# [Work required]
Reproduce every one of the entries below verbatim, keeping each line unchanged.

# [Provided information]
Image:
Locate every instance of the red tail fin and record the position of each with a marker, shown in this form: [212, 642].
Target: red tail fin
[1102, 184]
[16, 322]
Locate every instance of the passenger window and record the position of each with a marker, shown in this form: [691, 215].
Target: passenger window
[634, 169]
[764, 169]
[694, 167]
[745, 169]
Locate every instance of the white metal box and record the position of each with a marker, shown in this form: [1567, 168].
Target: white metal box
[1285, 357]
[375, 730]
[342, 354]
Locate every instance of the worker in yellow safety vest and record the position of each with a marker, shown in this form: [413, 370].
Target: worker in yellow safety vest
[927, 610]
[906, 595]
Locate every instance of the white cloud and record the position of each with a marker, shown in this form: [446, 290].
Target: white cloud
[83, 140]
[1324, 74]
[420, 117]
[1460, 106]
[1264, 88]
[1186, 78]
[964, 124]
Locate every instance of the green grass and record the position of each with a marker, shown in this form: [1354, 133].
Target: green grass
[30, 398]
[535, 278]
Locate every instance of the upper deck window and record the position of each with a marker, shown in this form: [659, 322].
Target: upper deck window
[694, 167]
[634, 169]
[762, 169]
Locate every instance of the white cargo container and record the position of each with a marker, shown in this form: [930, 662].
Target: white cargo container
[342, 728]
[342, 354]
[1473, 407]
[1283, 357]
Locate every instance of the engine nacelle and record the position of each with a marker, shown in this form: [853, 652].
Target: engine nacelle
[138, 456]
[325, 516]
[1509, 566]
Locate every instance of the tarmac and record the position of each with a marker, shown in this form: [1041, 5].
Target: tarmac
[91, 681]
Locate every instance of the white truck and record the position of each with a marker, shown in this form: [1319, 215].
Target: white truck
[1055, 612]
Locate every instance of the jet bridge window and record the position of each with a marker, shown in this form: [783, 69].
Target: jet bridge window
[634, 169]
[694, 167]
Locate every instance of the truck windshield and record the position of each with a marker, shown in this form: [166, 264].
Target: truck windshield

# [The output]
Image:
Locate every instance of the red tail fin and record the position of each with a marker, shown in this form: [212, 642].
Target: red tail fin
[1102, 184]
[16, 322]
Locate every instance of the passenger window and record the position of each with a marker, shown in this form: [691, 215].
Target: passenger window
[634, 169]
[764, 169]
[694, 167]
[745, 169]
Locate every instance of the white metal box and record the position of each with a marker, shown in this form: [1567, 168].
Target: white metal box
[1285, 357]
[375, 730]
[342, 354]
Locate every instance of the worker in yellow safety vest and record the position of each with a marker, shown in this form: [413, 370].
Target: worker in yellow safety vest
[927, 610]
[906, 595]
Locate every instance of the white cloud and record the position of each with a marker, shown in this form: [446, 290].
Target: white cloud
[83, 140]
[1324, 74]
[420, 117]
[1460, 106]
[1264, 88]
[1186, 78]
[964, 124]
Locate every instance of the green grass and record the position of each with a marker, shown in this form: [1354, 133].
Target: green grass
[30, 398]
[535, 278]
Locate every instance of the upper deck window and record the position of each with a marker, shown in this form: [659, 322].
Target: upper deck window
[694, 167]
[634, 169]
[762, 169]
Locate every instance of the white cargo container and record the position of each with a marker, shown in this form: [930, 662].
Target: white cargo container
[342, 728]
[342, 354]
[1473, 407]
[1283, 357]
Locate every instance of the engine nacelle and record the position of each with a marker, shown in this form: [853, 652].
Target: engine nacelle
[138, 456]
[325, 516]
[1509, 566]
Locate every instance of the tarmac and record the position of each with a marker, shown in this form: [1041, 5].
Target: tarmac
[91, 681]
Locate every instance of the white truck and record the position of each with a marker, shown in this form: [1319, 215].
Target: white truck
[1055, 612]
Locate every instance of the jet bridge window and record the position of each with a marker, shown in this form: [783, 69].
Target: jet bridge window
[634, 169]
[694, 167]
Locate every instance of the truck windshield and record the position of each with a marker, shown in this form: [166, 264].
Target: truck windshield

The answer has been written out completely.